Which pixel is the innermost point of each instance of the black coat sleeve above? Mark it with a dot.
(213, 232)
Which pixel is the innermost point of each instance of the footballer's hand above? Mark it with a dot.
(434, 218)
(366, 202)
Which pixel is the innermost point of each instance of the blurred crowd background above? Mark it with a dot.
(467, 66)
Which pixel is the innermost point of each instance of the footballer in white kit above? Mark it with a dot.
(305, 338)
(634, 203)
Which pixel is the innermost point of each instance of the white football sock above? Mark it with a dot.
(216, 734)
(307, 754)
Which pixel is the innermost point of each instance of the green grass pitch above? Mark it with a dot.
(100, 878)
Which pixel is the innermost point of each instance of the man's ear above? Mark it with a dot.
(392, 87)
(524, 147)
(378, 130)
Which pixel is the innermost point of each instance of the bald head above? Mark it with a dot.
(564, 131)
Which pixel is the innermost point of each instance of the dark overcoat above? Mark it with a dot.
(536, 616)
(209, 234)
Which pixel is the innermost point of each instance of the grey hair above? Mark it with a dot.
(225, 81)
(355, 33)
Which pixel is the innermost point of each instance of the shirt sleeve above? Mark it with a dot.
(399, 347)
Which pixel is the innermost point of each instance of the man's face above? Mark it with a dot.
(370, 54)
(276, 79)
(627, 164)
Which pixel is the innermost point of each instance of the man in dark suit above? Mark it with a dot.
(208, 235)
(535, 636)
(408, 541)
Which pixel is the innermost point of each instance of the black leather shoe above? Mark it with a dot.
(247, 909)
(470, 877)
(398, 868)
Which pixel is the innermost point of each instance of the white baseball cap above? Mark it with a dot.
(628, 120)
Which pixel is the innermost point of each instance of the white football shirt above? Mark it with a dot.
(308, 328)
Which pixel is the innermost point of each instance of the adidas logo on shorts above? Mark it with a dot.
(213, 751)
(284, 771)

# # #

Write out the full set of records exactly as given.

Which pixel is the innermost point of each instance of the black coat sleeve above? Mark it with a dot.
(213, 232)
Which pixel is the innermost point of each instance of the footballer's hand above? Mark it with a dot.
(434, 218)
(366, 202)
Which pixel is the innermost point of each instance of the blurred crowd background above? Mark it with a dot.
(467, 66)
Which pixel is the innermost point of each instance of the footballer in white kit above? Mark it with a dot.
(305, 338)
(634, 203)
Which pixel is the innermost point of each instance of the white football sock above? Mark it with a dot.
(216, 734)
(307, 754)
Which pixel is the innermost point of each instance of the green grass pitch above? Mark it with a dot.
(100, 878)
Which pixel is the innermost point of each instance of the man's ear above? Mark it with a dot.
(392, 87)
(524, 147)
(378, 130)
Which pixel is the innermost point of each instance of the bald head above? Mark it with a dot.
(564, 131)
Which pixel is the innermost point of each instance of the dark overcoat above? Mark it with a dot.
(536, 616)
(209, 234)
Which pixel is the innermost point of each instance of the grey hair above? Mark it with a dot.
(225, 81)
(355, 33)
Which pixel is the innermost point of each instance of the shirt sleeve above? Mark it with a dot.
(399, 347)
Which pixel is the innermost point of each instance of the man's face above? Mark it with a dot.
(370, 54)
(276, 79)
(627, 164)
Which pixel is the innermost point of each instance of the man in dark suit above? Mark it with a dot.
(208, 235)
(535, 636)
(408, 541)
Which pixel is the innermost point of each instance of the black leather shoe above? Mark it with a dot.
(247, 909)
(470, 877)
(398, 868)
Which pixel is the innermost point of each instance of the white baseball cap above? Mark it with a dot.
(628, 120)
Which pixel is the innermost point of each instance of the white football shirt above? Mark it with a dot.
(308, 328)
Which pixel is the innermost point of each instance of the adidas logo on shorts above? Mark it with a dot.
(213, 751)
(284, 771)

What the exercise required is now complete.